**Phrase grounding data:**
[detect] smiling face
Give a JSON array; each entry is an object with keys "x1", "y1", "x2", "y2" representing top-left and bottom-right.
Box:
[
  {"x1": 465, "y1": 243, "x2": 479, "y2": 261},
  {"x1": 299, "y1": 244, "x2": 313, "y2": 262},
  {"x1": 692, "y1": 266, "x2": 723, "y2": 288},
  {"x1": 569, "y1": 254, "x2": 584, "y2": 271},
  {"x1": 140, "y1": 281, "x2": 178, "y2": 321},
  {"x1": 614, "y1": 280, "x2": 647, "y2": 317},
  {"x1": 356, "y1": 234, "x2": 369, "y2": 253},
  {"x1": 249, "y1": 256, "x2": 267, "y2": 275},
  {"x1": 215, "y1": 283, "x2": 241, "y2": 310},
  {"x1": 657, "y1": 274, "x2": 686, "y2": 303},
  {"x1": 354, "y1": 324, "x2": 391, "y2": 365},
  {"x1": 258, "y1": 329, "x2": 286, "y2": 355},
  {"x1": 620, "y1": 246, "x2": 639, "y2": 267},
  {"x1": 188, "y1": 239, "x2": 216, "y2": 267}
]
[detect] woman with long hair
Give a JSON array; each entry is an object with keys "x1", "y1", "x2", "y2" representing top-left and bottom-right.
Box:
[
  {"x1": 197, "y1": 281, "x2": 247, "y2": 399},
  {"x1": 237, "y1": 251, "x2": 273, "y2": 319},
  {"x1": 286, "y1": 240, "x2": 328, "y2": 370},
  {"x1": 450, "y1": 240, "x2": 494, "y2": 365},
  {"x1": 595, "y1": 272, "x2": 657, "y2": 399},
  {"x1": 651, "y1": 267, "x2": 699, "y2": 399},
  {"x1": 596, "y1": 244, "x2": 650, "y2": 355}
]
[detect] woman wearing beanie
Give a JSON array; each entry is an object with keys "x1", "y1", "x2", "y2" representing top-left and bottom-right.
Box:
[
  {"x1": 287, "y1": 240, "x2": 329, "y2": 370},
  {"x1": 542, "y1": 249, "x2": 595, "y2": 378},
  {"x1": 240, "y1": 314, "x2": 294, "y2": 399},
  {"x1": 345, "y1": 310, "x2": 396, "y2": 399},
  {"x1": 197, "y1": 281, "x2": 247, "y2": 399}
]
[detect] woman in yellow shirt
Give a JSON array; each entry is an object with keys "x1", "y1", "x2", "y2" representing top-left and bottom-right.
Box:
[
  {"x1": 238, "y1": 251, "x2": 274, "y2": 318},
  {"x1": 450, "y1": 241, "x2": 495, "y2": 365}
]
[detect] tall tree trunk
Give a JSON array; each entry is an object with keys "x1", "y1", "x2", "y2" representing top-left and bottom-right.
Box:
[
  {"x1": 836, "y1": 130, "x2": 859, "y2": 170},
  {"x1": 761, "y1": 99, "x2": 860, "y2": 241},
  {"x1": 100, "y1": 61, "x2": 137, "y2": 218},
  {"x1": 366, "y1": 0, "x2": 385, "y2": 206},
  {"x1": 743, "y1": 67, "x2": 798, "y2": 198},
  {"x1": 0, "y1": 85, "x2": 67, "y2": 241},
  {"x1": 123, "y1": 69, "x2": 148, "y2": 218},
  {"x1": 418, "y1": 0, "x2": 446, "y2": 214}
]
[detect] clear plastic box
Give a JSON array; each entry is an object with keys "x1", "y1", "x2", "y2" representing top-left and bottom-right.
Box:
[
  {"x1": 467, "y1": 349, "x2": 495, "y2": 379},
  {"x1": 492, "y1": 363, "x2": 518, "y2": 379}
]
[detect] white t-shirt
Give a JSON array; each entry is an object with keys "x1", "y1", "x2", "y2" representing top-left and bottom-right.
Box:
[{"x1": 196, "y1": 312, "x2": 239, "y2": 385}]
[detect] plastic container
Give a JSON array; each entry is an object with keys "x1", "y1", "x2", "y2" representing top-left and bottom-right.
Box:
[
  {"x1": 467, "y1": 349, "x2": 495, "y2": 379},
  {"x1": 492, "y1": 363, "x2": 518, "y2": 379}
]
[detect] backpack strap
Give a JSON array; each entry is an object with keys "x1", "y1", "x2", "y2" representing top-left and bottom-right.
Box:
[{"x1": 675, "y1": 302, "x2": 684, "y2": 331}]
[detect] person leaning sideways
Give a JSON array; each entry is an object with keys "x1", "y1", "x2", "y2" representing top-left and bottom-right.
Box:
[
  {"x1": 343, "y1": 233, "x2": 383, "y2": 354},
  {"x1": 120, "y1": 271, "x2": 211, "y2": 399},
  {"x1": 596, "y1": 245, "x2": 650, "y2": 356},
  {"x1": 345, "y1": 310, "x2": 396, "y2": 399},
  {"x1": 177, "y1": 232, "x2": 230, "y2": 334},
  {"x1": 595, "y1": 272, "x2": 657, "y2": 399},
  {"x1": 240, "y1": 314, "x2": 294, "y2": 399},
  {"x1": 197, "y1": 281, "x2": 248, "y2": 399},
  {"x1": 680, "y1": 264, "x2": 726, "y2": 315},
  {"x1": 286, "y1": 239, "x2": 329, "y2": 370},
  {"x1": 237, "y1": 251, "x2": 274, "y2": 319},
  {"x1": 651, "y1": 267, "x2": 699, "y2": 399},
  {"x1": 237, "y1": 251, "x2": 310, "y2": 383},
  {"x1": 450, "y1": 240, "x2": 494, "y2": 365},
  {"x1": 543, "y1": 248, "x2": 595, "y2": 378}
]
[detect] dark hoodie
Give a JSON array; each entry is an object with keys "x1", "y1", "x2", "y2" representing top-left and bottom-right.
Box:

**Exercise brief:**
Write the number of lines in the data above that contain the word "shirt", and add nothing to it.

**Answer:**
2